● **Short exercise**
Reproduce every line of the listing below without changing a single character.

● **Records for the exercise**
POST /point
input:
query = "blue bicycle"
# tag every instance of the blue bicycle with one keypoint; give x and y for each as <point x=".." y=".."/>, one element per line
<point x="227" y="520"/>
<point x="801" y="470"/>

● **Result for this exercise**
POST /point
input:
query = "blue bicycle"
# tag every instance of the blue bicycle with one keypoint; give x and y for each as <point x=".." y=".."/>, one element per line
<point x="227" y="520"/>
<point x="801" y="470"/>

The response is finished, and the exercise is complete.